**Directions for this task**
Every line below must be reproduced exactly. Copy them all.

(Rows from a pointing dataset)
━━━━━━━━━━
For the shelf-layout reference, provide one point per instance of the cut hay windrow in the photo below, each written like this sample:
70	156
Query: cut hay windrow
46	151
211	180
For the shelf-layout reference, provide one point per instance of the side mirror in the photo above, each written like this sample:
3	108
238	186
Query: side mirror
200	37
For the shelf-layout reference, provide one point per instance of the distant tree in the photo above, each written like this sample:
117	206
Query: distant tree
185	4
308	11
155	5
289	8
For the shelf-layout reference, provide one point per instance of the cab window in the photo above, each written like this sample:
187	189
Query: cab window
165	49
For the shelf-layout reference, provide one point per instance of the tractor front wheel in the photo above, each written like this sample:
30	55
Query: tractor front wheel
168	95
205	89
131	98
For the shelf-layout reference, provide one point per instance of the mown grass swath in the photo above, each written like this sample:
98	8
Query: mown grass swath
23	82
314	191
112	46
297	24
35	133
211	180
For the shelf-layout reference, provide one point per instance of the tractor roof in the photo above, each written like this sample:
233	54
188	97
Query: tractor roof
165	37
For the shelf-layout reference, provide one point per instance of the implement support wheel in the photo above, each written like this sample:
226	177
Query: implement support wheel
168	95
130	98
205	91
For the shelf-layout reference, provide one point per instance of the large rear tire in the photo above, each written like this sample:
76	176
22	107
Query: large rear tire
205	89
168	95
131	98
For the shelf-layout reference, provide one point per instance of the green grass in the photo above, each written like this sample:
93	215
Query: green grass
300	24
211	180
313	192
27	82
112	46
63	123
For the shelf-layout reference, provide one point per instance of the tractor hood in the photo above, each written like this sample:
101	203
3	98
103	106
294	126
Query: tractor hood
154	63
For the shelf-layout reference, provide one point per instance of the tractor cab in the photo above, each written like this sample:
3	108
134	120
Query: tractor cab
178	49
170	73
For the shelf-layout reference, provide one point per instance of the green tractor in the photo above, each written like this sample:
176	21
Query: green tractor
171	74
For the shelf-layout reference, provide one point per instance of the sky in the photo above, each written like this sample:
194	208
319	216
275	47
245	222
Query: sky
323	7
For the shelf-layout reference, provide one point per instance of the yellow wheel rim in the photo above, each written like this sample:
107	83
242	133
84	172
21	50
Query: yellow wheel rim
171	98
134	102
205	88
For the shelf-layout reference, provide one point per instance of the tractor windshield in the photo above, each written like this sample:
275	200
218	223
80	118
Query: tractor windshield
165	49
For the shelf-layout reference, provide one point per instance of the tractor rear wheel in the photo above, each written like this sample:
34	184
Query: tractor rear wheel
━━━━━━━━━━
**Output for this exercise**
For the shelf-layout reference, provide one point per instance of the cut hay windrow in the photo below, each written like this sample:
70	156
Query: cut hay windrow
46	151
211	180
For the shelf-layout reference, provide one point per instance of the side mirror in the photo above, each written like this sample:
3	108
238	186
Query: side mirror
200	37
For the shelf-layout reference, provide one point per instance of the distant tree in the photo above, each written like this sample:
117	206
Query: distant tree
185	4
308	11
155	5
289	8
For the shelf-layout reference, provide one point per instance of the cab window in the photo above, each written like this sample:
187	189
Query: cab window
165	49
For the shelf-layout reference, provide one point per instance of the tractor front wheel in the photo above, each written like this sample:
30	55
Query: tractor front wheel
168	95
205	89
131	98
For the shelf-layout reference, provide one point per instance of the mown grass swath in the photo above, each written like this sample:
98	8
Query: mown grass swath
23	82
314	191
112	46
297	24
35	133
211	180
For the shelf-layout reference, provide one point per instance of the tractor roof in the photo above, each written like this sample:
233	54
188	97
Query: tractor roof
165	37
For the shelf-layout reference, provide one point per instance of the implement support wheel in the photo above, each written like this sample:
226	177
Query: implement support wheel
168	95
130	98
205	91
For the shelf-layout reference, provide one point per instance of the large rear tire in the photo above, each written like this sample:
76	176
22	107
Query: large rear tire
205	89
168	95
131	98
For the shelf-layout reference, provide one point per instance of the green grass in the photo above, each written like this sample:
93	215
Query: green grass
300	24
211	180
313	192
27	82
112	46
63	123
For the shelf-layout reference, provide one point per instance of the tractor hood in the photo above, each written like this sample:
101	203
3	98
103	106
294	126
Query: tractor hood
154	63
For the shelf-layout reference, provide one point per instance of the tractor cab in the photo above, each written like this sample:
3	108
134	120
Query: tractor cab
178	49
170	73
For the shelf-layout reference, provide one point per instance of the green tractor in the photo above, each written like this sample:
176	21
Query: green tractor
171	74
For the shelf-layout reference, provide one point per instance of the sky in the photo above, each written like this sample:
194	208
319	216
275	47
245	222
Query: sky
323	7
For the shelf-layout reference, provide one point per instance of the yellow wheel rim in the photo above, each written like this sample:
107	83
242	133
84	172
21	50
Query: yellow wheel rim
171	98
134	102
205	88
For the shelf-layout reference, provide one point per instance of the tractor windshield in the photo above, each written like this sample:
275	200
218	223
80	118
Query: tractor windshield
165	49
For the shelf-layout reference, provide one point per instance of the tractor rear wheel in the photo above, each written like this sample:
34	184
Query: tractor rear wheel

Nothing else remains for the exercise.